SOURCE EXTRACT:
● ● ●

Expect to hear a lot more about training and equipment. This is the subtle point that police-union chief Ryan hammered home in a second open letter calling for a special independent prosecutor in the case against the six officers charged with Gray's death. (Expect to hear more about a special prosecutor, too.)

[II-D-2] Body-worn cameras can be an important tool, and funding to assist in purchasing cameras, providing training in and standards for their use, and appropriately storing data collected via cameras is essential if more departments are to be camera-equipped.

Mayor Rawlings-Blake vetoed a bill in December that would have required police to wear body cameras but said in February that police would have body cameras by year's end. This would be a bold experiment in improving police-community relations—and one that could expose the city to privacy liability.

The mayor is right in her reservations about how the city should enact a policy on body cameras. But the city can't afford to hold up progress on this front any longer for the sake of petty infighting over task-force personnel.

● ● ●

Copy word for word the stretch of the passage on police body cameras from "Expect to hear a" through "to privacy liability.".

Dataset excerpts:
● ● ●

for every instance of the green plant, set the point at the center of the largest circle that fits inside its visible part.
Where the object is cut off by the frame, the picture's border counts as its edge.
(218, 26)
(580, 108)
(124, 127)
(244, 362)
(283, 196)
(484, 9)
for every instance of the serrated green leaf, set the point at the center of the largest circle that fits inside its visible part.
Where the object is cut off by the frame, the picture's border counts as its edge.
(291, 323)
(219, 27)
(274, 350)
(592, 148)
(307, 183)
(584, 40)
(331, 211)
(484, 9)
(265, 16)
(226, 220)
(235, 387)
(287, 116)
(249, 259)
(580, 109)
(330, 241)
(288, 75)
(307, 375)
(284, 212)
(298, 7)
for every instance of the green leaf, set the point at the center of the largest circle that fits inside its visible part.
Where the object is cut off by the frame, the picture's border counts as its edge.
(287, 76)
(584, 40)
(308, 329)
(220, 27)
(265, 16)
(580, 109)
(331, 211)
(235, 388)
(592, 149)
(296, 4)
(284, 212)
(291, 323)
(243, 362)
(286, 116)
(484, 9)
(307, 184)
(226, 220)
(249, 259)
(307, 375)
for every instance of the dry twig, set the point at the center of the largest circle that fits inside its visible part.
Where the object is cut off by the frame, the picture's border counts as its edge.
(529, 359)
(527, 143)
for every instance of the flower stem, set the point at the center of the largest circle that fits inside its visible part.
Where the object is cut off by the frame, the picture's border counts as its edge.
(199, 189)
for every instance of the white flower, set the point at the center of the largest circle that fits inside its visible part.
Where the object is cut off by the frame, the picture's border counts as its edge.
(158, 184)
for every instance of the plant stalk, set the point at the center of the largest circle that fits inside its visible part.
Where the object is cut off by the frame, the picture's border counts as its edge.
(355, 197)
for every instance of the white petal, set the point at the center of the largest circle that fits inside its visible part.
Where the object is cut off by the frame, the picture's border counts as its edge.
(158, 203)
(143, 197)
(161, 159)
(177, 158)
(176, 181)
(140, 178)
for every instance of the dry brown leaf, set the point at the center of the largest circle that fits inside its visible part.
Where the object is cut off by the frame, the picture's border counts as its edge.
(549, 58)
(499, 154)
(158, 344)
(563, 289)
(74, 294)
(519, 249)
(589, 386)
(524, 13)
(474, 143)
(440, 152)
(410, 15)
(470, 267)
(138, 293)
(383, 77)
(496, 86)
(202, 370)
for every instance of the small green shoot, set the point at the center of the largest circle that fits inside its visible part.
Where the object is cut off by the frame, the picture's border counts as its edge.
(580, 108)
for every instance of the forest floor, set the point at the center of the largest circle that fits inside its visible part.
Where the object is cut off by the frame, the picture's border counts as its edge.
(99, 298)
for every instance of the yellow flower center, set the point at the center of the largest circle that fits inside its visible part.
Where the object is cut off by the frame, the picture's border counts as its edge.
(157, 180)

● ● ●

SOLUTION TO THE EXERCISE:
Expect to hear a lot more about training and equipment. This is the subtle point that police-union chief Ryan hammered home in a second open letter calling for a special independent prosecutor in the case against the six officers charged with Gray's death. (Expect to hear more about a special prosecutor, too.)

[II-D-2] Body-worn cameras can be an important tool, and funding to assist in purchasing cameras, providing training in and standards for their use, and appropriately storing data collected via cameras is essential if more departments are to be camera-equipped.

Mayor Rawlings-Blake vetoed a bill in December that would have required police to wear body cameras but said in February that police would have body cameras by year's end. This would be a bold experiment in improving police-community relations—and one that could expose the city to privacy liability.